Data listing:
**********

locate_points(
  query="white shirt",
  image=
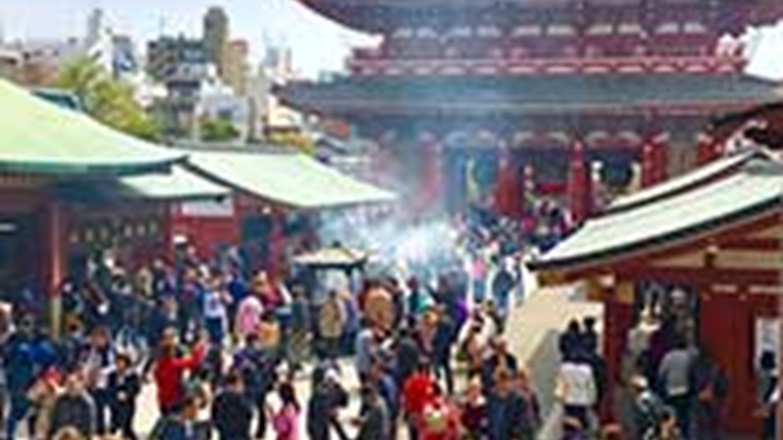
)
(214, 307)
(578, 383)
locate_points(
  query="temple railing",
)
(536, 66)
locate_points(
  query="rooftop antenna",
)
(162, 25)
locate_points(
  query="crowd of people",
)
(226, 351)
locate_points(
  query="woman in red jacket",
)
(170, 369)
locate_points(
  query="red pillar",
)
(648, 165)
(654, 161)
(578, 183)
(277, 243)
(661, 158)
(430, 178)
(709, 149)
(54, 260)
(618, 319)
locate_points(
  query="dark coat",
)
(77, 411)
(232, 414)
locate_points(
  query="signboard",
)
(767, 336)
(223, 208)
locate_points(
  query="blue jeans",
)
(20, 407)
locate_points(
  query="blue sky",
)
(317, 43)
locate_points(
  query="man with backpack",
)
(711, 387)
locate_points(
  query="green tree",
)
(294, 140)
(218, 130)
(107, 99)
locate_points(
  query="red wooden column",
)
(661, 170)
(780, 364)
(654, 160)
(54, 259)
(709, 148)
(618, 319)
(578, 185)
(431, 176)
(277, 243)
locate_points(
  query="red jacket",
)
(417, 392)
(169, 376)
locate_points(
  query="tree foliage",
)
(107, 99)
(218, 130)
(294, 140)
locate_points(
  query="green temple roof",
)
(292, 180)
(178, 184)
(757, 189)
(41, 137)
(551, 94)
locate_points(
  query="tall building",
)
(235, 65)
(181, 64)
(216, 34)
(11, 64)
(567, 97)
(166, 55)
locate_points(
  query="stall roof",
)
(332, 257)
(179, 184)
(688, 180)
(293, 180)
(40, 137)
(754, 190)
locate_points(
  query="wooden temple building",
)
(571, 95)
(73, 188)
(704, 249)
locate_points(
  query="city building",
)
(572, 98)
(166, 55)
(218, 101)
(11, 65)
(236, 66)
(216, 34)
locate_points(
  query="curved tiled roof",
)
(565, 93)
(376, 15)
(757, 189)
(41, 137)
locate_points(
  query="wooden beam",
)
(751, 244)
(700, 277)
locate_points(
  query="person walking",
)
(576, 389)
(674, 375)
(170, 368)
(374, 421)
(99, 362)
(326, 400)
(710, 386)
(332, 320)
(74, 408)
(124, 387)
(286, 420)
(442, 347)
(232, 412)
(299, 343)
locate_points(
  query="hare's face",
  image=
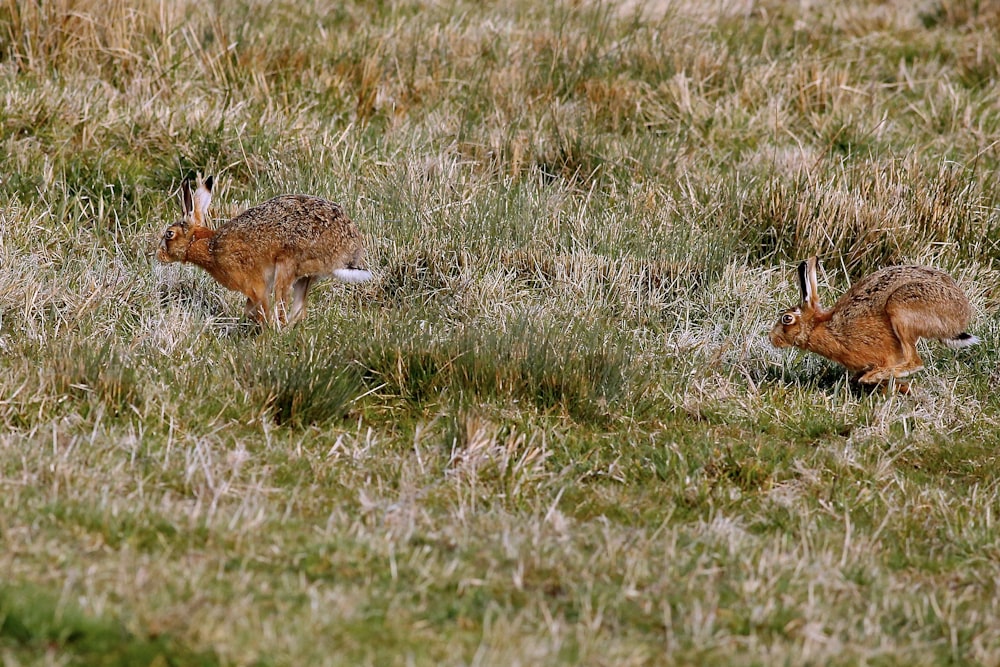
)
(787, 328)
(174, 243)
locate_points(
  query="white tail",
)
(961, 340)
(352, 275)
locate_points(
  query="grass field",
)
(551, 430)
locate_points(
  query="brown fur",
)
(279, 246)
(873, 328)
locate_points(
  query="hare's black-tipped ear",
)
(807, 283)
(202, 198)
(187, 201)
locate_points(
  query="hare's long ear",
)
(202, 198)
(187, 202)
(807, 283)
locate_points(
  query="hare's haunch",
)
(873, 328)
(277, 247)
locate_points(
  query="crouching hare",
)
(277, 247)
(873, 328)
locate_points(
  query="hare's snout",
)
(777, 337)
(161, 253)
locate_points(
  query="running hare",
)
(283, 244)
(873, 328)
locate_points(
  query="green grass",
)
(551, 430)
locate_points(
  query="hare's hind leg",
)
(300, 291)
(906, 324)
(284, 277)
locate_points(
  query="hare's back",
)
(291, 221)
(921, 286)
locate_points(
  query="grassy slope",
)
(551, 430)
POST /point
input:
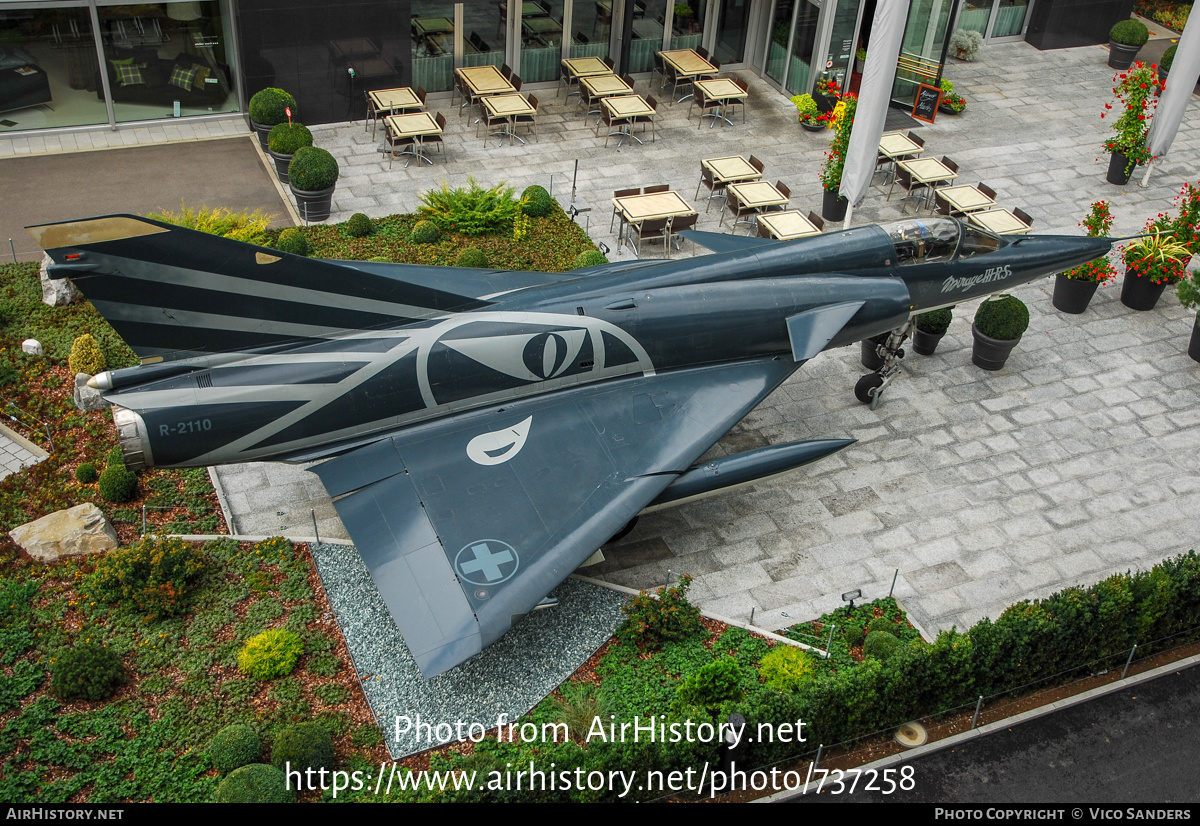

**********

The problem: List every line in the items above that contains the string "hare", matching case exactly.

Answer:
  query="hare's face",
  query="hare's black-tipped ear",
  query="hare's long ear",
  query="hare's haunch",
  query="crouching hare",
  query="hare's snout",
  query="running hare",
  query="hare's hind leg",
  query="hare's back",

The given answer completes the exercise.